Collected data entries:
================================

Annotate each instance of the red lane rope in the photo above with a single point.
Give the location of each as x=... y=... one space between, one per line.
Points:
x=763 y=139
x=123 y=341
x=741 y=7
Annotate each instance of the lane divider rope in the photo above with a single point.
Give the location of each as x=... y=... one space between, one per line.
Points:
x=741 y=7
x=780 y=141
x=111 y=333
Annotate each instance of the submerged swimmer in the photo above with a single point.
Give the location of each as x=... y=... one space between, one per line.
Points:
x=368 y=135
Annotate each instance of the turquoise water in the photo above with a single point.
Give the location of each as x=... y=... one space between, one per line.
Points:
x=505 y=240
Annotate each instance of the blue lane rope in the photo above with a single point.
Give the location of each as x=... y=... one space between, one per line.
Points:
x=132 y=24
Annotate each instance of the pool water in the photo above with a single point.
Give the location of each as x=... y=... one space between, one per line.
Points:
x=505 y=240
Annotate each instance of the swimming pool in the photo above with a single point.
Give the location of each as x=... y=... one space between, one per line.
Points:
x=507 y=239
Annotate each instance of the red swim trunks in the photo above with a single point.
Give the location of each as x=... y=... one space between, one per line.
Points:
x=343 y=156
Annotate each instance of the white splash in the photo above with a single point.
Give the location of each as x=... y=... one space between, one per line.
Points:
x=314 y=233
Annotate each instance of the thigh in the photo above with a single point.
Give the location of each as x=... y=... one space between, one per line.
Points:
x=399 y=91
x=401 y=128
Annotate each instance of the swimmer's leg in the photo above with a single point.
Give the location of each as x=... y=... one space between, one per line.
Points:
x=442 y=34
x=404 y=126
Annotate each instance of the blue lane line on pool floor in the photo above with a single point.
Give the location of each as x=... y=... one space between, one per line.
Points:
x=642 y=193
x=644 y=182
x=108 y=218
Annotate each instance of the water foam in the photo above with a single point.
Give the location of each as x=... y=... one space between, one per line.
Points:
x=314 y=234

================================

*Goal of the exercise*
Retype every record above exactly as written.

*Result*
Annotate each instance of the red lane rope in the photo above with a single point.
Give the location of each as x=... y=... one space between, one per line.
Points:
x=763 y=139
x=123 y=341
x=741 y=7
Annotate each instance of the lane divider rope in the photo above with a single point.
Give the location of each as x=... y=... one space between, one per line.
Points:
x=741 y=7
x=780 y=141
x=111 y=333
Annotate each instance of the submerged swimmer in the photo above with a single point.
Give the location of each as x=... y=... one space between, one per line.
Points:
x=368 y=135
Annotate each instance of the turquoise water in the photo above with a single point.
Give the location of each as x=... y=... one space between, one per line.
Points:
x=505 y=240
Annotate each instance of the blue lane rope in the photo above with a single point.
Give the location of each as x=... y=... one space between, one per line.
Points:
x=132 y=24
Annotate each instance of the pool water in the photo above with a single point.
Give the location of each as x=... y=... one space between, one per line.
Points:
x=505 y=240
Annotate each instance of the swimming pool in the photo above with a single point.
Give the location of each as x=... y=... one space between, one per line.
Points:
x=507 y=239
Annotate each instance of the red swim trunks in the photo above with a single point.
Give the location of each as x=... y=... one space between, one per line.
Points:
x=343 y=156
Annotate each instance of the white splash in the photo above with a single point.
Give the location of each as x=... y=... one space between, one per line.
Points:
x=314 y=233
Annotate each instance of the thigh in the photo above with a single point.
Give the location of each as x=... y=... one space between, one per line.
Points:
x=399 y=91
x=401 y=128
Annotate each instance of the swimmer's leg in the photo above with a single point.
Give the location of each as x=... y=... one space between, one per line.
Points:
x=442 y=34
x=404 y=126
Annotate each instance of the blue lane line on pool floor in the photo above with a single point.
Give the location of each as x=... y=... one space between, one per line.
Points:
x=642 y=193
x=644 y=182
x=108 y=218
Annotate each instance of the water foam in the photo above with a single point.
Give the location of each as x=... y=... one space between, one per line.
Points:
x=314 y=234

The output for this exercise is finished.